**EXCERPT PROVIDED**
□ □ □ □ □

1 John 5:5—Who is he that overcometh the world.

Here a question is asked and the answer given. The victor was a man of faith—faith in the Lord Jesus Christ, God’s only begotten Son.

1 John 5:6—This is he that came by water and blood.

He, through whom the victory over the world was achieved, the Son of God—he came by water. He was first announced by the Father as his Son, at his baptism. As he came up out of the water, then it was that the heavens were opened, and God spake from his throne: "This is my beloved Son, in whom I am well pleased" (Matthew 3:17).

1 John 5:6—Blood.

□ □ □ □ □

**EXCERPTED RECORDS**
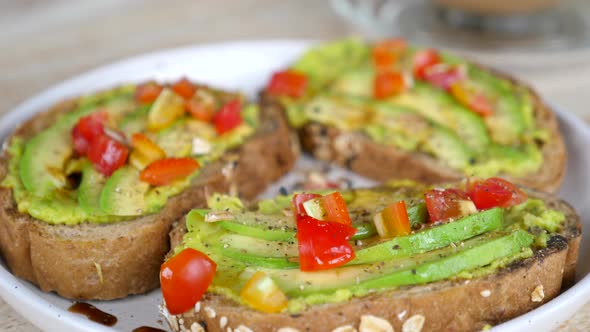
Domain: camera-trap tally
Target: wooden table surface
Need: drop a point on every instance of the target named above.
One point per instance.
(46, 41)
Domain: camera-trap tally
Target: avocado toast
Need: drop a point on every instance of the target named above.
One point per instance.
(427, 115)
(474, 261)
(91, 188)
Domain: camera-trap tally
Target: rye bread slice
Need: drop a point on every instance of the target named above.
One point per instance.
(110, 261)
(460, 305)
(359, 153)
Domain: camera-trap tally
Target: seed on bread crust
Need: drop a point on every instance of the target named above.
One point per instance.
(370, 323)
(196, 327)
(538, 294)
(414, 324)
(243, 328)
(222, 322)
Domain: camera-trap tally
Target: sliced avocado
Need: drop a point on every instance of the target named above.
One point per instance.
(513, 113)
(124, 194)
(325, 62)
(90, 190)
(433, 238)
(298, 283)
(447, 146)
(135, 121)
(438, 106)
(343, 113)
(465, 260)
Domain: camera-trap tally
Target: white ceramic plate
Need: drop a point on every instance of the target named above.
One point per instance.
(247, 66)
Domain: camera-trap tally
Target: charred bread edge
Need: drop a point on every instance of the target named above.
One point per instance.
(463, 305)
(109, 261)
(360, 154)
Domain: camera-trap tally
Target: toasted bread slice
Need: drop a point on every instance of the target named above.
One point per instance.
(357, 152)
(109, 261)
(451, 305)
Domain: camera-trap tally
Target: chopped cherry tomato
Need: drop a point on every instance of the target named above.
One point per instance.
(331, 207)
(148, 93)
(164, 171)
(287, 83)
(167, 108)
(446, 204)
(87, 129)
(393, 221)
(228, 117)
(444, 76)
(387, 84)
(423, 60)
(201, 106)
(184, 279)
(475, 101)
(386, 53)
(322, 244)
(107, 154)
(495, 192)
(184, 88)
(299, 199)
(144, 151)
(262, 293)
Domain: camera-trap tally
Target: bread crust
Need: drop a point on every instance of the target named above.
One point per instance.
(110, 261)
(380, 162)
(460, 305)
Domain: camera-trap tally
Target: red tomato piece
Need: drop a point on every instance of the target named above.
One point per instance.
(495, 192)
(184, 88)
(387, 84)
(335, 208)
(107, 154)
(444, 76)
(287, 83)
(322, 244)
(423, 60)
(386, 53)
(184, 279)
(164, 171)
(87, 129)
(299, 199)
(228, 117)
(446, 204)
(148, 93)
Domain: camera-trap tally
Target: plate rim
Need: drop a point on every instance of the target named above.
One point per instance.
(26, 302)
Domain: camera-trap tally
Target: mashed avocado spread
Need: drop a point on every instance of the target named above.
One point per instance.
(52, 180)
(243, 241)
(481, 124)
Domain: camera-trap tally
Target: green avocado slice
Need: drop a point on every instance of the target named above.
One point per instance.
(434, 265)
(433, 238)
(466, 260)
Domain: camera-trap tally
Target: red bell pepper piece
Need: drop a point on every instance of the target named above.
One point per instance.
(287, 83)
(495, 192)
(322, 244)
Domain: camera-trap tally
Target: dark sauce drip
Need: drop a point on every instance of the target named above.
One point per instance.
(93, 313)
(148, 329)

□ □ □ □ □

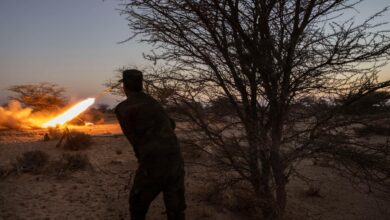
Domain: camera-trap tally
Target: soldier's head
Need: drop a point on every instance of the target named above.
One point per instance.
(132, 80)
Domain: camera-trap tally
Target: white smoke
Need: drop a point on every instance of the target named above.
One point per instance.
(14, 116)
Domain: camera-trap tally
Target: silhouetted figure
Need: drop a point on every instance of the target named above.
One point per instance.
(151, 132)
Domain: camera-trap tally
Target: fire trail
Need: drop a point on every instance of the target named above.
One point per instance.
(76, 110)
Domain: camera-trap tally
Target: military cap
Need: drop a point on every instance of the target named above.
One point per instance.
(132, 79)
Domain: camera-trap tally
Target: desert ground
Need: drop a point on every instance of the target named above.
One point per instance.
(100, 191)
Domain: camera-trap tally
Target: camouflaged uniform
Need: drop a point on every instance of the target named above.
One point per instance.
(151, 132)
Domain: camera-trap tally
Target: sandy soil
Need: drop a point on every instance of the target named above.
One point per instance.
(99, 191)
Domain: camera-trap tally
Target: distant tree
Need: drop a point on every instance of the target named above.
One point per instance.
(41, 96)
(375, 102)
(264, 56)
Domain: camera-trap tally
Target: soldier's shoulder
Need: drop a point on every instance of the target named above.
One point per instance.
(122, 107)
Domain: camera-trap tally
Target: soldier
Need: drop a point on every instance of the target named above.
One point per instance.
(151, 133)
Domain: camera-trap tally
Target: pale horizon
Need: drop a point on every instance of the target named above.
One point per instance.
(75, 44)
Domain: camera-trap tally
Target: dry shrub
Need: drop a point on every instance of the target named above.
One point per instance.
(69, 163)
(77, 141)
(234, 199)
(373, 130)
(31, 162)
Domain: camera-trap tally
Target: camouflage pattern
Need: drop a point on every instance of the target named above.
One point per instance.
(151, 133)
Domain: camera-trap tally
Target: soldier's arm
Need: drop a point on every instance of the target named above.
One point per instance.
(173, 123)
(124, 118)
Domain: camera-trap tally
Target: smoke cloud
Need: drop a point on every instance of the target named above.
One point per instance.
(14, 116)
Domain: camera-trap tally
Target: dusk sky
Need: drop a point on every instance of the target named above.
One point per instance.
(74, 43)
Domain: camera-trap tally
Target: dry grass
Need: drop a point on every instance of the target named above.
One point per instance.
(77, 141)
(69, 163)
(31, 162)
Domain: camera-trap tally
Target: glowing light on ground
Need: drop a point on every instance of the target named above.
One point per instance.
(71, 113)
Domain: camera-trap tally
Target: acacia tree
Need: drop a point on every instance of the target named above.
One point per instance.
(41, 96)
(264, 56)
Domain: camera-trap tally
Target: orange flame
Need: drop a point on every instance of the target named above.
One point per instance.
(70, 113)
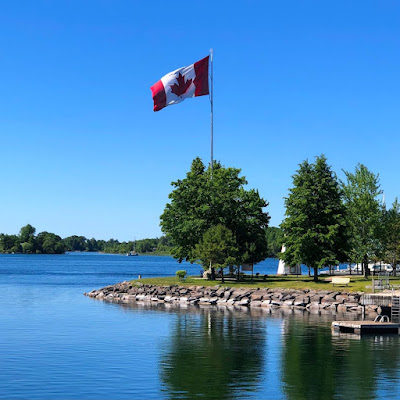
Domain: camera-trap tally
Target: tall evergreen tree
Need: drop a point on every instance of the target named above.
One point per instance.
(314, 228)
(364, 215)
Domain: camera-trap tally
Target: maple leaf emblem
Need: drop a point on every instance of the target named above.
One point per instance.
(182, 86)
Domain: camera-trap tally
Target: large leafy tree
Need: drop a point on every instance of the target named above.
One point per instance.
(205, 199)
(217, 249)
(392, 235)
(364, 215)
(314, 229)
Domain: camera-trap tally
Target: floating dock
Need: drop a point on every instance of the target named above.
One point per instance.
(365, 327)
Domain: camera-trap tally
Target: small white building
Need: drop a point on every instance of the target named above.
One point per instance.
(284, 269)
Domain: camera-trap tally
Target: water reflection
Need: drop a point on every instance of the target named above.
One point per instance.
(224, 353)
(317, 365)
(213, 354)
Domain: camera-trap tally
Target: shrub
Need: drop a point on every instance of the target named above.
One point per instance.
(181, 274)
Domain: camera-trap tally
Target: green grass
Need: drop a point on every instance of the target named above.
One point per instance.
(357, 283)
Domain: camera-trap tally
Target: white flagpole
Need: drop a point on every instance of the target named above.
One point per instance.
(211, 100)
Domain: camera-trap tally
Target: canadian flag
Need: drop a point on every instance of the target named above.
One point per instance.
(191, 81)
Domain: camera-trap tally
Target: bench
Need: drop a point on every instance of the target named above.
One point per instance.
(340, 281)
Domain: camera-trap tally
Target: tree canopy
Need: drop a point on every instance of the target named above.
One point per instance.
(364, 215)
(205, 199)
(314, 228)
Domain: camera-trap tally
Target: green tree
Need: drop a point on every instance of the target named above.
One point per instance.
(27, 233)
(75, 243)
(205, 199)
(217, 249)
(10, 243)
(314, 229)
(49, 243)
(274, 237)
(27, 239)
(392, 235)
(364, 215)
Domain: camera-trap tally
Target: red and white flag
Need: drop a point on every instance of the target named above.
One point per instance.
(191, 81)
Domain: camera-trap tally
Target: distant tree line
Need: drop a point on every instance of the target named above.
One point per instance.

□ □ □ □ □

Repeat a passage from the commentary on 1 John 5, beginning at the words "1 John 5:6—This" and stopping after "1 John 5:6—Blood.".

1 John 5:6—This is he that came by water and blood.

He, through whom the victory over the world was achieved, the Son of God—he came by water. He was first announced by the Father as his Son, at his baptism. As he came up out of the water, then it was that the heavens were opened, and God spake from his throne: "This is my beloved Son, in whom I am well pleased" (Matthew 3:17).

1 John 5:6—Blood.